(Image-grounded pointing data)
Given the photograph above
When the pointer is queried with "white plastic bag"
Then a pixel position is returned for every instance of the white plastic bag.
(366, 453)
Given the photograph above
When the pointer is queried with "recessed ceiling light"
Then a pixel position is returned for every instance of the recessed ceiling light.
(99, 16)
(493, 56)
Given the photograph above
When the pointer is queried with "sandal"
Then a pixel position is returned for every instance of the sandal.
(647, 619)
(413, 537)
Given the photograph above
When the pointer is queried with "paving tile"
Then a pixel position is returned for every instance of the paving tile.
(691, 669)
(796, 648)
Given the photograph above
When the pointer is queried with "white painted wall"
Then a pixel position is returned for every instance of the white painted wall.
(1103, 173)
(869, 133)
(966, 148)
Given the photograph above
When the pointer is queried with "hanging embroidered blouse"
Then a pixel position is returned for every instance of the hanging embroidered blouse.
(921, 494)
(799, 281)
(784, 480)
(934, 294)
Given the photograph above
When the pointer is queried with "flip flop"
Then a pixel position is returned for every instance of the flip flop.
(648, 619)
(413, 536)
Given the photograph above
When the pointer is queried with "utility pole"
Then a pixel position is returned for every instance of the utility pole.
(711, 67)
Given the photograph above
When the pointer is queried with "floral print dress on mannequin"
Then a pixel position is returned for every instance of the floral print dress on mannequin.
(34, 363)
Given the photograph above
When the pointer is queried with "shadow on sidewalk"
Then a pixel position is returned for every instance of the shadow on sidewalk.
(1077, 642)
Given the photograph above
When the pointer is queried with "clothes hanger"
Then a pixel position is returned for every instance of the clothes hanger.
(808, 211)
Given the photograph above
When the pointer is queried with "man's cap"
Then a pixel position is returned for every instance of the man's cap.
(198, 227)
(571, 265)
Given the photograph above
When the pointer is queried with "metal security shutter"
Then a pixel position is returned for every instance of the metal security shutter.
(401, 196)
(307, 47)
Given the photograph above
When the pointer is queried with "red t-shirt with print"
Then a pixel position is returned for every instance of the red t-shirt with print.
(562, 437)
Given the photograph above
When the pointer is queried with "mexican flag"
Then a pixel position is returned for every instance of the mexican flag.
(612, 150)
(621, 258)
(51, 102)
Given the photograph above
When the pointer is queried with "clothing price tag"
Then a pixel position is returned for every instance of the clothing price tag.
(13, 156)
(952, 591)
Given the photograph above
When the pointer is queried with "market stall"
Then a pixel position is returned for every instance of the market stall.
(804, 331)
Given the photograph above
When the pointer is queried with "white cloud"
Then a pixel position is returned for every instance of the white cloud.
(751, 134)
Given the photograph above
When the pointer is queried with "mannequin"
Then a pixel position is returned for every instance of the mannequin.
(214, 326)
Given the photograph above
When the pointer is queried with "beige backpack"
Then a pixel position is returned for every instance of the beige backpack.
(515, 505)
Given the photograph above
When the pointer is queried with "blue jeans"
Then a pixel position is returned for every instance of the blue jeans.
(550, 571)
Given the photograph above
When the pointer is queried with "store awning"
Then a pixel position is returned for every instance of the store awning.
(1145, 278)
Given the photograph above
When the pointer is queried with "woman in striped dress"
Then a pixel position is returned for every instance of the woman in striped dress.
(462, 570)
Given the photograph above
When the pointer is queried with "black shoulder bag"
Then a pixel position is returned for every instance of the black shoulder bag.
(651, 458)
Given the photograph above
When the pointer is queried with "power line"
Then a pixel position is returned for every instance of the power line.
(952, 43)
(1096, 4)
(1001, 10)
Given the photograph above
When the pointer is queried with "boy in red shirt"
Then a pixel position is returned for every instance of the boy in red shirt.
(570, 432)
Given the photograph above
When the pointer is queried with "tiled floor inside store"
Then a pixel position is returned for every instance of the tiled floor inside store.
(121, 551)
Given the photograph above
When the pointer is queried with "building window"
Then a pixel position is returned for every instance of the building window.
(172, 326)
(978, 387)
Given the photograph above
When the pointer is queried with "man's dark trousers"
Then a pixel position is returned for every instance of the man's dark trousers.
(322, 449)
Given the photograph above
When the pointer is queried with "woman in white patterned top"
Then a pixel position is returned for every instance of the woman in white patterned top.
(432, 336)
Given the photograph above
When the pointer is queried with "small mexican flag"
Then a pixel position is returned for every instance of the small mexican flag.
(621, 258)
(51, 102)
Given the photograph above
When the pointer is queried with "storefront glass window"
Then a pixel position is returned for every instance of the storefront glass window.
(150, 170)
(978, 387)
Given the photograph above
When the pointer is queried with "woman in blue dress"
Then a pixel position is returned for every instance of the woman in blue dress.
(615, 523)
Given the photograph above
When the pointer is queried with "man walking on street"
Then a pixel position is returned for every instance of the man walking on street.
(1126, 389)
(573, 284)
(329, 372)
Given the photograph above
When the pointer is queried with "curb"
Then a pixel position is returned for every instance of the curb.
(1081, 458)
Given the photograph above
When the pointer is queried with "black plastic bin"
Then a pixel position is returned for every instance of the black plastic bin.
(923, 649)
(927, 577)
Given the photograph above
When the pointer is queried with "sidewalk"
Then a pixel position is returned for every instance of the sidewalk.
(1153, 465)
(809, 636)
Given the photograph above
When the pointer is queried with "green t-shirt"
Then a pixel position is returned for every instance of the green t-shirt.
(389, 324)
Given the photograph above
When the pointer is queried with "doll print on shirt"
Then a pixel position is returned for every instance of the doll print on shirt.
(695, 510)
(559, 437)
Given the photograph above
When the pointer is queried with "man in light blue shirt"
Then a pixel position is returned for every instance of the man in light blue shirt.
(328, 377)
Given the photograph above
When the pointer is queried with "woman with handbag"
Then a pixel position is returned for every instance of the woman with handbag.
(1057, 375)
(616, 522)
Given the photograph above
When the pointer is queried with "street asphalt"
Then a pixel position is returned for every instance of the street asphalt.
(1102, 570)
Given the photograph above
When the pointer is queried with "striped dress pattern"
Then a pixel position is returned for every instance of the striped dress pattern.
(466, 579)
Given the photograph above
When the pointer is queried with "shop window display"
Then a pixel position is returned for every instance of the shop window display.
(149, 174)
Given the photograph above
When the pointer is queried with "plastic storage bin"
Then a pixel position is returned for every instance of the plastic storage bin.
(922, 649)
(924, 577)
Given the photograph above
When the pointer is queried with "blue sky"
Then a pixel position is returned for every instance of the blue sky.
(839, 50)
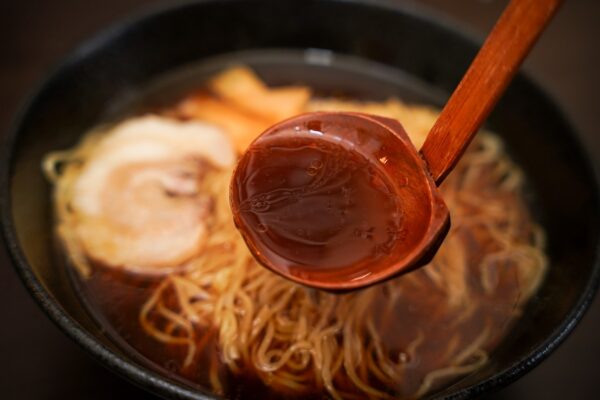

§ Work to be completed: Transcribe each record exactly as it stands, setting aside any pictures.

§ Solution to this task:
Given the photograph above
When the pointer is queried with "white plastic bag"
Then a pixel position is returned for every instance of the white plastic bag.
(366, 453)
Given the photograph above
When the pointer is queried with "recessed ceiling light"
Then a pixel position is returned for every instance of the recessed ceiling light.
(99, 16)
(493, 56)
Given the photograph above
When the pointer is queried with "sandal"
Then a pixel position is returned for every instance of the sandal.
(647, 619)
(413, 537)
Given the photograph above
When the pointer is queried with "paving tile"
Then a pixel position is returned for every instance of the paving tile.
(691, 669)
(796, 648)
Given the photograph above
When the pointer is queried with "white painted wall"
Then a pixel position is returned for every instance of the white painted wall.
(1103, 173)
(869, 133)
(966, 148)
Given the photograph above
When the pointer is queried with "hanging embroidered blouse"
Then a pixel position is returned for every instance of the hanging embroidered blouse.
(921, 494)
(799, 281)
(784, 480)
(934, 294)
Given the photograph above
When the pointer is queried with "flip flop"
Then a pixel position is returned for every instance of the flip flop.
(648, 619)
(413, 536)
Given the photograph above
When the pointer is queried with "utility pole"
Then a pixel position is returned for every instance of the utility pole.
(711, 67)
Given the photograph above
When the pointer is queried with "floral print dress on mannequin"
Then a pixel position is returned for every instance of the floral print dress on mannequin.
(34, 363)
Given the photograph above
When the pointer is queried with "shadow on sidewalk"
Then a pixel position is returned for every instance of the shadow on sidewalk.
(1077, 642)
Given the photograph above
When the pointer is queried with "clothes hanger"
Then a pixel position is returned for every instance of the clothes hanger.
(808, 211)
Given the photograph above
When the pointer is queried with "man's cap"
Then a pixel position is returned for every instance of the man's cap.
(198, 227)
(571, 265)
Given the photograph above
When the pointer is queried with "metal security shutter"
Then a pixel position is returned for every instance of the metal security shutter.
(401, 196)
(307, 47)
Given the photograph above
When the pointer is queried with "red t-shirt with print"
Then a pixel position is returned for every instance of the red t-shirt with print.
(562, 437)
Given the photograph above
When the pointer is queried with "mexican flag"
Then a pixel position is returned for every instance of the mexican flag.
(612, 150)
(621, 258)
(51, 102)
Given the photograph above
When the pointer is queried with "clothing price tag"
Then a pixel position is returned for every instance of the clothing price tag.
(13, 156)
(952, 591)
Given the photograph above
When the pointer is queried with "market stall"
Then a pixel position is returned for every instance of the market stall.
(804, 331)
Given the photograph above
When the pointer is queried with "white cloud"
Then a pixel position is returned for every instance of the white cloud.
(751, 134)
Given the photograph above
When the pointer is queried with "mannequin"
Then a pixel position is returned for every instance of the mannequin.
(214, 326)
Given the photograph above
When the pointer is queried with "beige backpack"
Then a pixel position is returned for every instance of the beige backpack.
(515, 505)
Given the photograph above
When the pointer is queried with "blue jeans"
Then a pixel position is returned for every instance of the blue jeans.
(550, 571)
Given the photograph above
When the pointer is queried with "store awning"
Then a pixel position is returned for every instance of the store awning.
(1145, 278)
Given the photograph above
When the pointer is queried with "woman in striped dress"
Then a pixel position is returned for every instance of the woman in striped dress.
(462, 570)
Given the photograph above
When the pointer is queried with "black shoulder bag"
Then a pixel position is returned for every instance of the black shoulder bag.
(651, 458)
Given the photograph above
When the pointer is queried with "power line"
Then a pixel position is returned for every instance of the power line.
(952, 43)
(1096, 4)
(1001, 10)
Given the photograph above
When the pointer is queried with "boy in red shirt"
Then a pixel position is returned for every instance of the boy in red shirt.
(570, 432)
Given the photograph above
When the pointer is queried with "tiled floor inside store"
Then a pixel position is returned for every instance of the tiled floor inside store.
(121, 551)
Given the photograph above
When the pointer is queried with "building window"
Then a pixel position is returned for every instance of the building window.
(172, 326)
(978, 387)
Given the photograph above
When the pointer is queried with "man's dark trousers"
Then a pixel position is returned for every instance of the man's dark trousers.
(322, 449)
Given the photograph above
When the pointer is queried with "woman in white patterned top"
Then a pixel position is returned for every instance of the woman in white patterned top.
(432, 336)
Given the photograph above
When the pointer is queried with "small mexican flag"
Then a pixel position is returned for every instance of the small mexican flag.
(621, 258)
(51, 102)
Given the photograph above
When the pointer is queried with "storefront glass window"
Then a pixel position is returned for every instance of the storefront glass window.
(150, 170)
(978, 387)
Given the photograph above
When the pointer is queried with "woman in blue dress"
Then a pixel position is returned for every instance of the woman in blue dress.
(615, 523)
Given the photograph above
When the pointer is queried with "man walking on street"
Then a pixel position is returned for every instance of the man walking on street.
(1126, 389)
(573, 284)
(329, 372)
Given the photograph above
When the pointer is queried with "curb"
Then a pixel position is returned for every instance of the curb.
(1081, 458)
Given the photograph above
When the pointer is queried with "black plastic bin"
Then a pixel position is returned for every instance of the black plastic bin.
(923, 649)
(927, 577)
Given the photograph above
When the pointer is queried with "sidewalk"
Then a pixel position is returned for every instance of the sidewalk.
(1153, 465)
(809, 636)
Given the photograph above
When the pointer is queried with "green t-shirt"
Then a pixel position is returned for every instance of the green t-shirt.
(389, 324)
Given the photograph above
When the pointer is queried with "doll print on shirt"
Then a pixel position is returned for every instance of the doll print on shirt.
(695, 510)
(559, 437)
Given the photograph above
When the pointer is queried with "man in light blue shirt"
Then a pixel position is returned for every instance of the man in light blue shirt.
(328, 377)
Given the photograph above
When the pointer is queried with "woman with handbag"
Then a pixel position is returned for every instance of the woman with handbag.
(1057, 375)
(616, 522)
Given the photograph above
When the pointer is queried with "street asphalt"
Then a pixel position is returned for every instance of the street asphalt.
(1102, 570)
Given the photograph above
When the pointer is queried with "striped dress pattern"
Then a pixel position is returned for every instance of the striped dress pattern.
(466, 579)
Given the photograph above
When the pointer is queried with "shop window display"
Then a pixel position is returned for every instance of the shop window display.
(149, 174)
Given the photograph above
When the pointer is queried with "plastic storage bin"
Then a pixel position is returned for every instance of the plastic storage bin.
(922, 649)
(924, 577)
Given the photograph above
When the pointer is queried with "blue sky"
Then a pixel position is returned for every instance of the blue sky.
(839, 50)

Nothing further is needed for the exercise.